____ MATERIALS PROVIDED
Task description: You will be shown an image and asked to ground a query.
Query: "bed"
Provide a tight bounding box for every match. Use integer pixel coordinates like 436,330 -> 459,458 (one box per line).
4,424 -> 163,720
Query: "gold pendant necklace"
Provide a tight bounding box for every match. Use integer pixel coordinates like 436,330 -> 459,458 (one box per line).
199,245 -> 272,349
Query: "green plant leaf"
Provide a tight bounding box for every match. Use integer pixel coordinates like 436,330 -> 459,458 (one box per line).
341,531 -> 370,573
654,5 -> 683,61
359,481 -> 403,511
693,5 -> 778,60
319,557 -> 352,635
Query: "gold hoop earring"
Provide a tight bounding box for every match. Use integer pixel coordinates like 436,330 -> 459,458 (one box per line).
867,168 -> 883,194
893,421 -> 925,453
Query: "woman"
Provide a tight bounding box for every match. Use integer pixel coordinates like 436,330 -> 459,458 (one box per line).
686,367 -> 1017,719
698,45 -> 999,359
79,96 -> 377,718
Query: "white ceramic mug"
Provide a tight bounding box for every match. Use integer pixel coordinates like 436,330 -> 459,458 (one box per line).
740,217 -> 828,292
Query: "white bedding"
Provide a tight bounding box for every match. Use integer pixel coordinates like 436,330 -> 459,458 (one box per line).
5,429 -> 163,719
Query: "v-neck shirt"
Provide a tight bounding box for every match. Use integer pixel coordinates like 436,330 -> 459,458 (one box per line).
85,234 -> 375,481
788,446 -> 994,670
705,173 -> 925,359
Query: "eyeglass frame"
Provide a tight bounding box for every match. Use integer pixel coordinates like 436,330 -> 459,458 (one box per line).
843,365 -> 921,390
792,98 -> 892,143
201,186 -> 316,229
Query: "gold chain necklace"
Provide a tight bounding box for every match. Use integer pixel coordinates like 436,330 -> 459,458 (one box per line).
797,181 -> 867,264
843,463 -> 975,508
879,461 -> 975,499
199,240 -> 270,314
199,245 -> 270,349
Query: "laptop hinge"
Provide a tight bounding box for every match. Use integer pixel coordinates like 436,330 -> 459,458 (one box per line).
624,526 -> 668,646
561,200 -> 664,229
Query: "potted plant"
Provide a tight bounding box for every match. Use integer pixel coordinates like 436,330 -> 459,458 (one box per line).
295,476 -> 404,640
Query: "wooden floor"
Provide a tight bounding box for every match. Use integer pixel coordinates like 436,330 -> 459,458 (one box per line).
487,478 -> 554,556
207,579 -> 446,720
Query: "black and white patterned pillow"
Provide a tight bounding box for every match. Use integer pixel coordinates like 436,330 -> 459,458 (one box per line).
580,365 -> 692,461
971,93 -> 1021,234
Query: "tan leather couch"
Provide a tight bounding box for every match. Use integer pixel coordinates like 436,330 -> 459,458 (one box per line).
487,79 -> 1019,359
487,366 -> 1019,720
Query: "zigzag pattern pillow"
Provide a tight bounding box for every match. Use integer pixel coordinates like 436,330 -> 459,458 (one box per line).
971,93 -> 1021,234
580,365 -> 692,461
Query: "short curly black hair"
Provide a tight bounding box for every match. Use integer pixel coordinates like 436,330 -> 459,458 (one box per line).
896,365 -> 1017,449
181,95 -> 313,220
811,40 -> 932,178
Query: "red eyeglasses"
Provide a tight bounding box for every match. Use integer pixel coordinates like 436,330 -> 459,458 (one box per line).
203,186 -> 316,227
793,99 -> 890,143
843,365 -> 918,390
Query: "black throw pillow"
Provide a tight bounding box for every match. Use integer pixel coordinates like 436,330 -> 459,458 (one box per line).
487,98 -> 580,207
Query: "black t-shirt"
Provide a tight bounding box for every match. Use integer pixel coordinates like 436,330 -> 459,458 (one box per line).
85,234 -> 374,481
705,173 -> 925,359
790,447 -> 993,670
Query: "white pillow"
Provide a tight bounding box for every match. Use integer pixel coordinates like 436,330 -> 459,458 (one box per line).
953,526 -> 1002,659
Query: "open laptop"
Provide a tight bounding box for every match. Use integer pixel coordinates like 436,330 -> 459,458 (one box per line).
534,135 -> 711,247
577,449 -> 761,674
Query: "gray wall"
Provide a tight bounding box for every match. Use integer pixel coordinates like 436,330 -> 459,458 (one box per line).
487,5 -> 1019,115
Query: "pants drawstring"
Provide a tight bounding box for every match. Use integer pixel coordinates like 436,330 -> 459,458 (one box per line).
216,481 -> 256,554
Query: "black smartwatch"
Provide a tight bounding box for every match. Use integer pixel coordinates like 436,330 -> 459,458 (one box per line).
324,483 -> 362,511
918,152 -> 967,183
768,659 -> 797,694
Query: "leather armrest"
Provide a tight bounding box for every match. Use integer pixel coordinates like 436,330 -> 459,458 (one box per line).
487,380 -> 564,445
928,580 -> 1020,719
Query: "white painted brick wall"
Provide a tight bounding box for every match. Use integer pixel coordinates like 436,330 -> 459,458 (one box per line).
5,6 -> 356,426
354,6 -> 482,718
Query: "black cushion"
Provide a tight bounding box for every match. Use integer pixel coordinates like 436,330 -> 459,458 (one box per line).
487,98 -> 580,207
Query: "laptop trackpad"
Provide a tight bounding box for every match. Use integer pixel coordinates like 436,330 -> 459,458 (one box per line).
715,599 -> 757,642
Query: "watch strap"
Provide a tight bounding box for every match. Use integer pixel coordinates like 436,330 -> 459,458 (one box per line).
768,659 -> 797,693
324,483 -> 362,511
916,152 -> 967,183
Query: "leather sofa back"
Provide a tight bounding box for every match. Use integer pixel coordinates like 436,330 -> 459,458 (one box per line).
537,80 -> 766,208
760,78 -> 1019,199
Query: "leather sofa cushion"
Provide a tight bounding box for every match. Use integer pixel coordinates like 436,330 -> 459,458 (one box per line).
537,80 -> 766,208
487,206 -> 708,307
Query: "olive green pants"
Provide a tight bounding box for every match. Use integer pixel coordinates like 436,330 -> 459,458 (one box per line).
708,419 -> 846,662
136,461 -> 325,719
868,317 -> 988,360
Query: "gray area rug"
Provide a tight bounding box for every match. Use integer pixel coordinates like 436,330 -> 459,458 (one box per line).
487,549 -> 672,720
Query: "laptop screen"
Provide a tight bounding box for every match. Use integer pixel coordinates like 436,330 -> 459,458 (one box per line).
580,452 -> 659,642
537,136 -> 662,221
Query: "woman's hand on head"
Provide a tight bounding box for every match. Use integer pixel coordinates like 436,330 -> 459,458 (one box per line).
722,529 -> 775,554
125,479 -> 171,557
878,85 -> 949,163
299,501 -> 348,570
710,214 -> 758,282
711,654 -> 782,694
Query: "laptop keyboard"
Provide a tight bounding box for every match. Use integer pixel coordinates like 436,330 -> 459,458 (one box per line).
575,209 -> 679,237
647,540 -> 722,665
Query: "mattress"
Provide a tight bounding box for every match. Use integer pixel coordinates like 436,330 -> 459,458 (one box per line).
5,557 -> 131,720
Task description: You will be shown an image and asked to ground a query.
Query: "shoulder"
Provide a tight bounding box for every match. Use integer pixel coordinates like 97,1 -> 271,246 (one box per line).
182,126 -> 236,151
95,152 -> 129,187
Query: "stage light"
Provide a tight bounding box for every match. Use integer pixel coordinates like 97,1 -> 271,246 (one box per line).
________
> **EXERCISE TASK**
Repeat, word for word, the rows from the very first line through the line containing "199,245 -> 272,349", with that line included.

> **FINISHED EXERCISE**
Task description: You will be shown an image and asked to ground a query.
Query: "bed"
Provide a tight bounding box for every match. Use integer pixel coordinates like 436,330 -> 459,458 (one box per line).
4,424 -> 163,720
Query: "gold pendant necklace"
Provide a tight bounding box for every match. Use integer pixel coordinates like 436,330 -> 459,458 (one box per line).
199,245 -> 272,349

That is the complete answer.